▶ TEKS BACAAN
┄┄┄┄┄┄┄┄┄┄

Saling memaafkan karena berbuat
keliru atau salah tidak terbatas waktunya. Meminta maaf atas suatu kesalahan
sebaiknya dilakukan secepatnya sesudah terjadinya kekeliruan atau kesalahan,
baik yang disengaja ataupun tidak. Hal ini diharapkan untuk menciptakan
kerukunan hidup bersahabat ataupun bertetangga, dan ketentraman bermasyarakat.
Petunjuk Al-Qur’an tentang Pemaaf
Allah berfirman dalam surat al-A’raf ayat 199 yang
artinya :
“Jadilah engkau
pemaaf dan suruhlah orang mengerjakan yang ma’ruf, serta berpalinglah dari pada
orang-orang yang bodoh”
Selanjutnya dalam surat an-Nur ayat 22 Allah berfirman
yang artinya :
“Dan janganlah
orang-orang yang mempunyai kelebihan dan kelapangan diantara kamu bersumpah
bahwa mereka (tidak) akan memberi (bantuan) kepada kaum kerabat(nya),
orang-orang yang miskin dan orang-orang yang berhijrah pada jalan Allah, dan
hendaklah mereka memaafkan dan berlapang dada. Apakah kamu tidak ingin bahwa
Allah mengampunimu? dan Allah adalah Maha Pengampun lagi Maha Penyayang”.

┄┄┄┄┄┄┄┄┄┄

▶ CATATAN YANG DISEDIAKAN
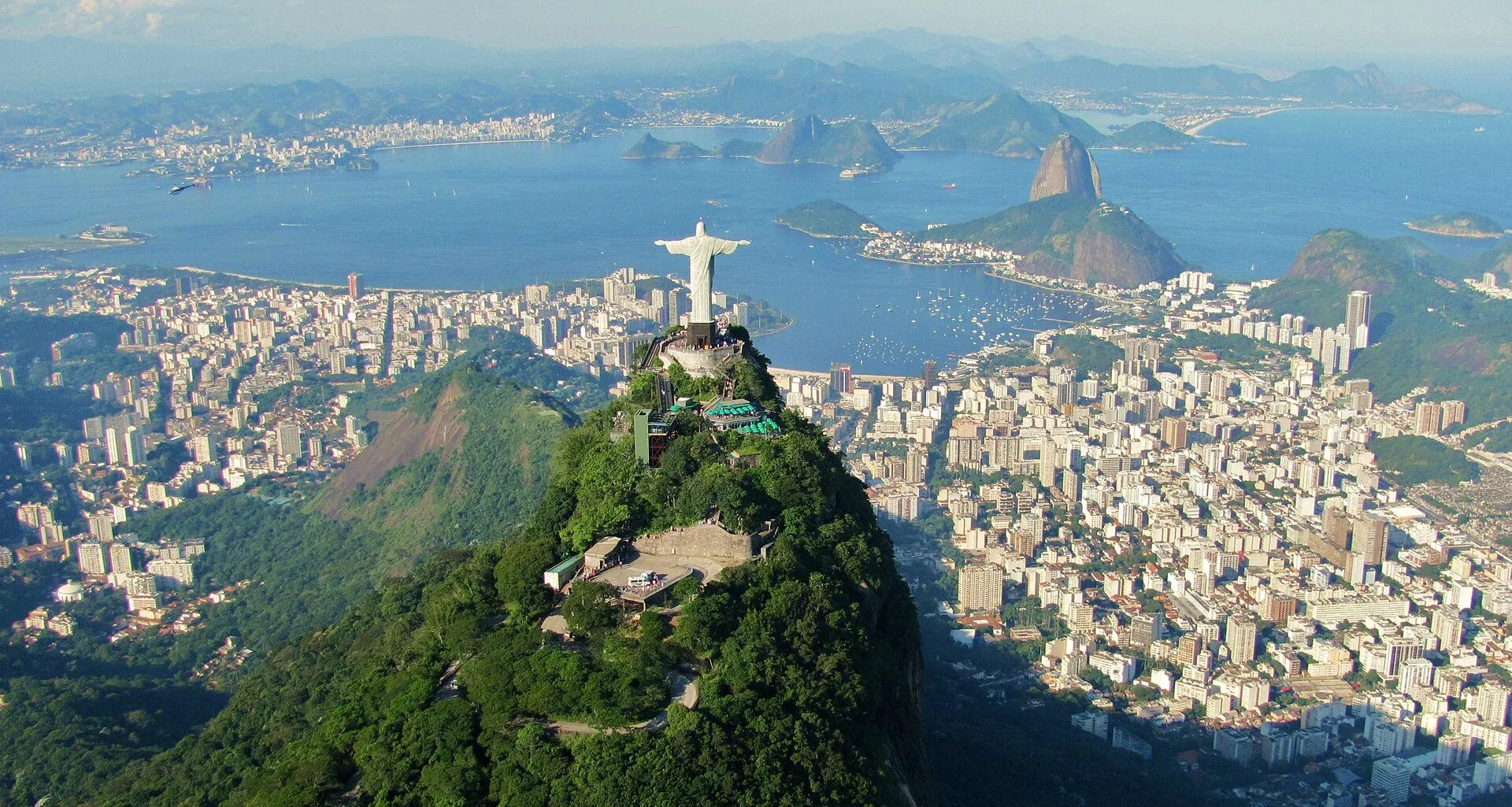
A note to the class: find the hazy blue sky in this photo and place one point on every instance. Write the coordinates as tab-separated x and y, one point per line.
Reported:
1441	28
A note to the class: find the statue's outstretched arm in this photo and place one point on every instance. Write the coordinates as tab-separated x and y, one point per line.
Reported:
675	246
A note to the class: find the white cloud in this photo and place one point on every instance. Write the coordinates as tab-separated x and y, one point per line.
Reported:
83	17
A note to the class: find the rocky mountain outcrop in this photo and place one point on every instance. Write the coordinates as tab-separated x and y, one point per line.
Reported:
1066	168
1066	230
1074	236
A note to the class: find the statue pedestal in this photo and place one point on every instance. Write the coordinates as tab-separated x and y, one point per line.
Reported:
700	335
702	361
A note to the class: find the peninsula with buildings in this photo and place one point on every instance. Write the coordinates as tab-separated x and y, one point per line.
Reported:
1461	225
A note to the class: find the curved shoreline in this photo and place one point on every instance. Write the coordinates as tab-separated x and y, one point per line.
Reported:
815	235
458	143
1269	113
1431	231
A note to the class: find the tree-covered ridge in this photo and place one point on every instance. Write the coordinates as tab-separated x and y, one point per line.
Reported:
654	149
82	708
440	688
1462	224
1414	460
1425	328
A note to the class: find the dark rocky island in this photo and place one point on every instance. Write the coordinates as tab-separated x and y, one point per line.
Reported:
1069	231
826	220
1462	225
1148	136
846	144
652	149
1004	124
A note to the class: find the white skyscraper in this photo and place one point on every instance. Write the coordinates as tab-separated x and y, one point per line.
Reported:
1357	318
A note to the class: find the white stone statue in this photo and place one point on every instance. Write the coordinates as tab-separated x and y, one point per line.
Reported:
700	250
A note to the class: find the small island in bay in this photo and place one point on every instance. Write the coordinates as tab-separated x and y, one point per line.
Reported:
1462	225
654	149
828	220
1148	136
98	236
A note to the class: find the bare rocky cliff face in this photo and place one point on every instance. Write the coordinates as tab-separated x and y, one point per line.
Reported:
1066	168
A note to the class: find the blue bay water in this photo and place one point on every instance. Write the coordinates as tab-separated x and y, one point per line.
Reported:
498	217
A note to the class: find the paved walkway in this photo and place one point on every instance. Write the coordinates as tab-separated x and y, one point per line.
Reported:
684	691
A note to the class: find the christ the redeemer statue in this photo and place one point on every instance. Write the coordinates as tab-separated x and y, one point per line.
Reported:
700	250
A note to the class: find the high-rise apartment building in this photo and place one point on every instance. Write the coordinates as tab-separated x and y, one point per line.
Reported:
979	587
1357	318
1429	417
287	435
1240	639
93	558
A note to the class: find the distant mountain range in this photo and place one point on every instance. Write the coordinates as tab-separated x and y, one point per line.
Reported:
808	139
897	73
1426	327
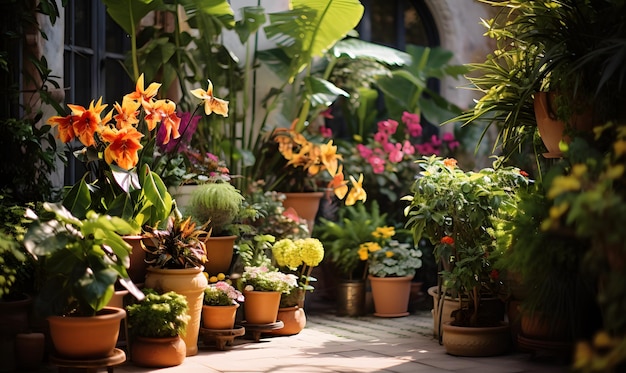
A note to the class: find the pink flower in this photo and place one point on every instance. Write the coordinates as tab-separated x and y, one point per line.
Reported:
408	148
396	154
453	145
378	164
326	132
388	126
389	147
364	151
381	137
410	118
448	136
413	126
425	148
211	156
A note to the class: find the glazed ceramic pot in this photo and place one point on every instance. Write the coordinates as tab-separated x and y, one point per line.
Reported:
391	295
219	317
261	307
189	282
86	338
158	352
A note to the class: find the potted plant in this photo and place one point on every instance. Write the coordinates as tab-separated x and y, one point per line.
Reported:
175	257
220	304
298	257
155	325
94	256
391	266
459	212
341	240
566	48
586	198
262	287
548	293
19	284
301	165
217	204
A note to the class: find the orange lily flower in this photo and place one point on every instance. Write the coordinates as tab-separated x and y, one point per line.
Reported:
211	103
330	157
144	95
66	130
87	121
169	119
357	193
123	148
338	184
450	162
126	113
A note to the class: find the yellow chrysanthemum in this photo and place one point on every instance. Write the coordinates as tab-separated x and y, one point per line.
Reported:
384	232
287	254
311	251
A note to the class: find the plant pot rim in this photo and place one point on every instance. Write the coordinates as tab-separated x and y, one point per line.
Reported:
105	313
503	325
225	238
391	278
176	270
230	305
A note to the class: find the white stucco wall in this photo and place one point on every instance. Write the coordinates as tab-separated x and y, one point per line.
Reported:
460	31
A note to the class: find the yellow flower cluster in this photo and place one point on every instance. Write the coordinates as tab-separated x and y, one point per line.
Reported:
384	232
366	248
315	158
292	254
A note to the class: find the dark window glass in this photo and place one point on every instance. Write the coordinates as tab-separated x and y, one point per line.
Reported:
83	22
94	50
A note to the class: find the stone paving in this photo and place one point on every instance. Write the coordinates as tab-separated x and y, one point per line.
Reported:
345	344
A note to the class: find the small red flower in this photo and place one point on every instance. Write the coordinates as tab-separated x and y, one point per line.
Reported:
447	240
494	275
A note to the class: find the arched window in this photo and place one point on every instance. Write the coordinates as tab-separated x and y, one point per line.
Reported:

┄┄┄┄┄┄┄┄┄┄

▶ GUNAKAN INFORMASI BERIKUT
1/ Menurut bacaan tentang sikap pemaaf, kapan sebaiknya permintaan maaf atas suatu kesalahan dilakukan?
2/ Lanjutkan bacaan tentang sikap pemaaf, dimulai sesudah kutipan surat an-Nur ayat 22.

▶ JAWABAN LATIHAN
1/ Secepatnya sesudah terjadinya kekeliruan atau kesalahan, baik yang disengaja ataupun tidak.

2/
2.
Pemurah
Pemurah artinya suka memberi atau
suka membantu. Orang yang pemurah adalah orang suka memberikan bantuan atau
pertolongan kepada orang lain. Bantuan atau pertolongan itu dapat berupa harta
benda, tenaga, ataupun pikiran. Sifat pemurah seseorang tampak terlihat dalam
sikapnya sehari-hari. Ia tidak segan-segan memberikan bantuan kepada orang yang
membutuhkan, baik diminta ataupun tidak.
Agama Islam mengajarkan agar setiap
umatnya memiliki sifat pemurah. Harta yang dimiliki seseorang itu adalah titipan
Allah. Harta tersebut harus dipelihara dan dipergunakan sesuai dengan ketentuan
Allah. Orang boleh saja membelanjakan hartanya menurut keinginannya, tetapi
harus diingat bahwa sebagian harta tersebut adalah hak fakir miskin yang harus
dikeluarkan.
Orang yang memiliki sifat pemurah
tidak ragu-ragu untuk membantu orang lain. Menolong seseorang bukan dengan
harta saja, tetapi juga bisa dengan tenaga dan pikiran. Firman Allah dalam
surat al-Baqarah ayat 262-263, yang artinya :
“Orang-orang yang
menafkahkan hartanya di jalan Allah, kemudian mereka tidak mengiringi apa yang
dinafkahkannya itu dengan menyebut-nyebut pemberiannya dan dengan tidak
menyakiti (perasan si penerima), mereka memperoleh pahala disisi Tuhan mereka,
tidak ada kekhawatiran terhadap mereka dan tidak (pula) mereka bersedih hati.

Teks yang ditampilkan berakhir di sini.